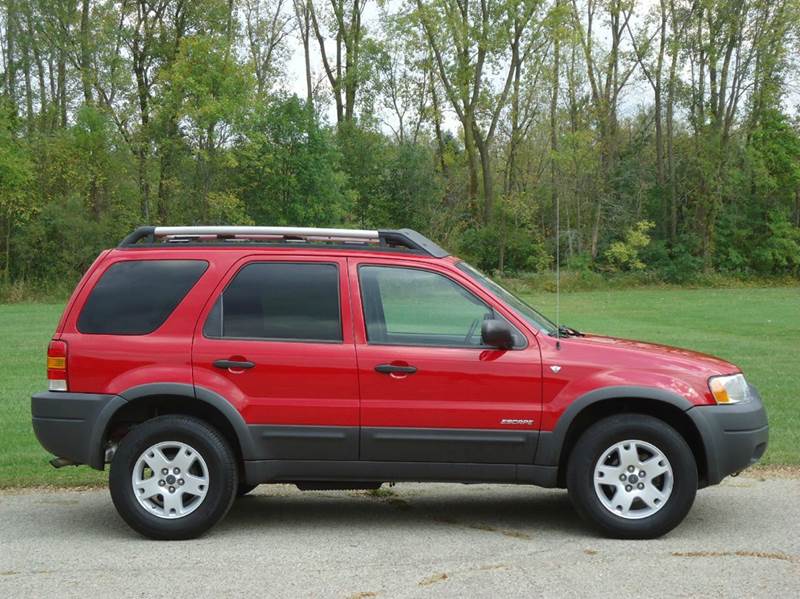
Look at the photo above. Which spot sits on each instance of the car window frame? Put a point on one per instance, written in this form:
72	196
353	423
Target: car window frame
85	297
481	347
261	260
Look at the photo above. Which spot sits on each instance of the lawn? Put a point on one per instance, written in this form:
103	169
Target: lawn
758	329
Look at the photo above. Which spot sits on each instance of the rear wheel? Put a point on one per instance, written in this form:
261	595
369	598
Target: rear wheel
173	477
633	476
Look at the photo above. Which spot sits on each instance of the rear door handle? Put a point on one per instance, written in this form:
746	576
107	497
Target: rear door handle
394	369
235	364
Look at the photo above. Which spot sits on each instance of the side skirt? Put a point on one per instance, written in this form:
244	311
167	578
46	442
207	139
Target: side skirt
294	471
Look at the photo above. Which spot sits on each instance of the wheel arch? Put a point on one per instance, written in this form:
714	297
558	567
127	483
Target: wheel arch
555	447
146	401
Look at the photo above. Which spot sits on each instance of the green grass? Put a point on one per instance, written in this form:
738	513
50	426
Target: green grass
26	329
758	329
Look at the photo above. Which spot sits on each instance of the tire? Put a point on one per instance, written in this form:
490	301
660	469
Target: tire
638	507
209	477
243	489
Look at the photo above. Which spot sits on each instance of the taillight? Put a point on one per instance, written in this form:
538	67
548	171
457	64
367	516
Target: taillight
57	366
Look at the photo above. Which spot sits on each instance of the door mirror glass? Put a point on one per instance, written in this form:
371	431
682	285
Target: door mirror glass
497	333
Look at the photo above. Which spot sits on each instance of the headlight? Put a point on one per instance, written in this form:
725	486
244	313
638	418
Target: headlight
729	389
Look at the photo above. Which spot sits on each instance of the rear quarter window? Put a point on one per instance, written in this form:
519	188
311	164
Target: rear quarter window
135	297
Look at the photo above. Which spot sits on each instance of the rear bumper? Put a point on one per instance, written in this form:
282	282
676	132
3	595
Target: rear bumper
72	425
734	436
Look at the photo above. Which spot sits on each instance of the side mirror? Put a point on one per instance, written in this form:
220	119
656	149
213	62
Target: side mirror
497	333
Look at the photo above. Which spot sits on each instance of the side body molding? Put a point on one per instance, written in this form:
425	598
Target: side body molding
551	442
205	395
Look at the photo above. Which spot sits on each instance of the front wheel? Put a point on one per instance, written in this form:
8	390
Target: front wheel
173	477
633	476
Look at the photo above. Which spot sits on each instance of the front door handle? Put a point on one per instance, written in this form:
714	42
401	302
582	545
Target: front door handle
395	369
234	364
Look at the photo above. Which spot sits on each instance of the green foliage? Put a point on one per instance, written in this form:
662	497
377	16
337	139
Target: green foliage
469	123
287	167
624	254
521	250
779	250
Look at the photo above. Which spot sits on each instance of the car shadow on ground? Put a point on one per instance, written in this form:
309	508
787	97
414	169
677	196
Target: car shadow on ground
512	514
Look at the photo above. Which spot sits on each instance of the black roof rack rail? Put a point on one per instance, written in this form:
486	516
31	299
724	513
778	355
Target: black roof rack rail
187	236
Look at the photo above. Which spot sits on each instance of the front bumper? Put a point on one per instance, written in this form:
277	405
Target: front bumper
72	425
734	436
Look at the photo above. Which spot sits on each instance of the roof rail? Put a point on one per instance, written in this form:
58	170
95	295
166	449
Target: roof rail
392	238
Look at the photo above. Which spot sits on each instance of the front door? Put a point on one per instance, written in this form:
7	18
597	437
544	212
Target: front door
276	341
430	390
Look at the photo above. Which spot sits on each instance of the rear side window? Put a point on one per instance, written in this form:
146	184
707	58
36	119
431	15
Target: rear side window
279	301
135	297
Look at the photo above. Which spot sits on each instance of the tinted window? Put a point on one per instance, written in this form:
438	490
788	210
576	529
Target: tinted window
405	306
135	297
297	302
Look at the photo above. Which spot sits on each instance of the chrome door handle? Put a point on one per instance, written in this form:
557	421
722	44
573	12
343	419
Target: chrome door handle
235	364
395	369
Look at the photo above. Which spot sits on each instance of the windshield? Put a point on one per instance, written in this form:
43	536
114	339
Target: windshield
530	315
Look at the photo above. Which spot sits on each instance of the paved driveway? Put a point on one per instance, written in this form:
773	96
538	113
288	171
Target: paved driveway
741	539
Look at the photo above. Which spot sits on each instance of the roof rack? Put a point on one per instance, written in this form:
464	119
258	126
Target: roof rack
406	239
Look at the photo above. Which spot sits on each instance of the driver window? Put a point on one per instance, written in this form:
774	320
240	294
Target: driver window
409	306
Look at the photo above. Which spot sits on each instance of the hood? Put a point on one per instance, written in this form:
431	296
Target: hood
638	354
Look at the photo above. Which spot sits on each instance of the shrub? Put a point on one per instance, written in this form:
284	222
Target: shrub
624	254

________

### Your goal
Transcribe the data word for word, with no images.

### Solution to this task
Look at the photo above. Which spot sits on each instance of the car window frame? Put a point on one per instance, written in this form:
72	196
353	423
Target: car window frame
85	297
481	347
261	260
Look at the photo above. Which spot sits on each instance of the lawn? Put a point on one per instance, written in this form:
103	169
Target: lawn
758	329
Look at the photo above. Which spot sits on each instance of the rear wheel? Put a point on one per instance, written in this form:
261	595
369	598
Target: rear wheel
173	477
633	476
Look at the photo above. Which spot sits on each instance of the rear door handle? Put a point on one per instance, written in this form:
746	576
107	497
Target: rear door handle
394	369
235	364
Look at the photo above. Which spot sits on each instance of the side skirt? Put a point on one per instance, written in this form:
244	311
167	578
46	442
207	139
Target: side skirt
294	471
Look at the photo above. Which spot sits on each instance of the wheel arch? Put a point on one per instance, written in this form:
714	297
558	567
127	483
Target: wheel arch
555	447
146	401
Look at the photo above. Which spot sits on each instance of the green grass? Put a point on one per instance, written in this form:
738	513
50	426
Target: green grass
26	329
758	329
Look at the photo above. Which spot sits on each instance of the tire? Put a point on one per instance, written in this form:
490	301
660	469
Target: tire
638	507
209	477
243	489
Look at the photo above. Which spot sits on each instance of the taillight? Put a point on one per instance, written in this form:
538	67
548	171
457	64
367	516
Target: taillight
57	366
Look at the photo above. Which spot sits on each instance of the door mirror glass? Put a point on one per instance, written in this form:
371	431
682	285
Target: door mirror glass
497	333
Look at the photo above. Which spot sits on each instance of the headlight? Put a point on one per instance, written in this form:
725	486
244	313
638	418
Target: headlight
729	389
Look at the photo above. Which spot sits on each instance of the rear quarter window? Put a point on one per instance, written in this form:
519	188
311	164
Target: rear quarter window
135	297
Look at the photo above. Which spot sits on each instance of the rear bumper? Put a point on one per instance, written in this form:
282	282
676	132
3	595
Target: rear bumper
72	425
734	436
Look at the photo above. Which spot sits on each instance of the side mirror? Put a point on one per instance, written in this form:
220	119
656	149
213	62
Target: side mirror
497	333
Look at the photo above. Which spot sits on each instance of the side body molding? Put a point on one per instance, written in this form:
425	598
Target: side body molding
551	442
205	395
Look at the photo above. Which spot sits on each instance of the front wheel? Put a point on one per instance, written in this form:
8	390
Target: front wheel
173	477
633	476
Look at the photo above. Which spot sits on each instance of the front door handle? Put a point on one per instance, written in this form:
714	42
401	302
582	545
Target: front door handle
395	369
234	364
Look at the photo above. Which spot sits on each instance of the green foliage? Put a point on one per instance, written in this form:
662	497
377	16
337	139
Target: green foliage
469	123
287	167
624	254
521	250
779	250
Look at the photo above. Which spot sits on each instance of the car shadow on ground? Put a point on one per instance, written in this form:
309	508
787	97
414	169
677	196
Target: car shadow on ground
512	514
Look at the photo above. Which spot sits on each instance of the black roof rack rail? Put a point on one per instance, written in this form:
486	516
31	299
724	513
778	355
Target: black roof rack rail
187	236
Look at the photo above. Which spot sits on each instance of the front bumper? Put a point on one per instance, written in this form:
277	405
Target: front bumper
72	425
734	436
Look at the photo above. Which spot sits on each instance of the roof rail? Put a point on one per instance, written in this form:
58	170
95	295
166	449
Target: roof rail
392	238
Look at the photo above. Which spot sits on each instance of the front door? Put a point on one per instance, written in this form:
7	18
597	437
544	212
Target: front door
276	341
430	390
Look at the photo above. Which spot sits on each instance of the rear side window? Put a point on one per instance, written in this form:
146	184
707	58
36	119
431	15
Target: rear side window
279	301
135	297
Look at the photo above. Which spot sits on each instance of the tinted window? Put a point on one per instance, written in this form:
438	490
788	210
576	529
Target: tinted window
405	306
135	297
297	302
Look at the photo above. Which spot sits on each instance of the chrome door handle? Put a point on one per instance, written in this form:
557	421
722	44
573	12
343	419
Target: chrome door handle
235	364
395	369
Look at the photo above. Which spot sits on each instance of the windshield? Put a point on one per instance, written in this form:
43	536
114	339
Target: windshield
530	315
Look at the photo above. Which spot sits on each instance of the paved driveway? Put a point on one per instance, written in this form:
773	96
538	113
288	171
Target: paved driveway
741	539
Look at the photo above. Which spot sits on each instance of the roof rack? Put a point on one per instance, written in this form:
464	119
258	126
Target: roof rack
406	239
Look at the photo above. Which spot sits on each instance of the driver window? Put a point on one per instance, written in this form:
774	320
240	294
Target: driver window
409	306
Look at the photo above. Which spot sits on each instance of the hood? Put a point on one per instance, written in this form:
431	296
Target: hood
638	354
Look at the photo above. Which spot sits on each instance of the shrub? Put a point on one per instance, written in this form:
284	222
Target: shrub
624	254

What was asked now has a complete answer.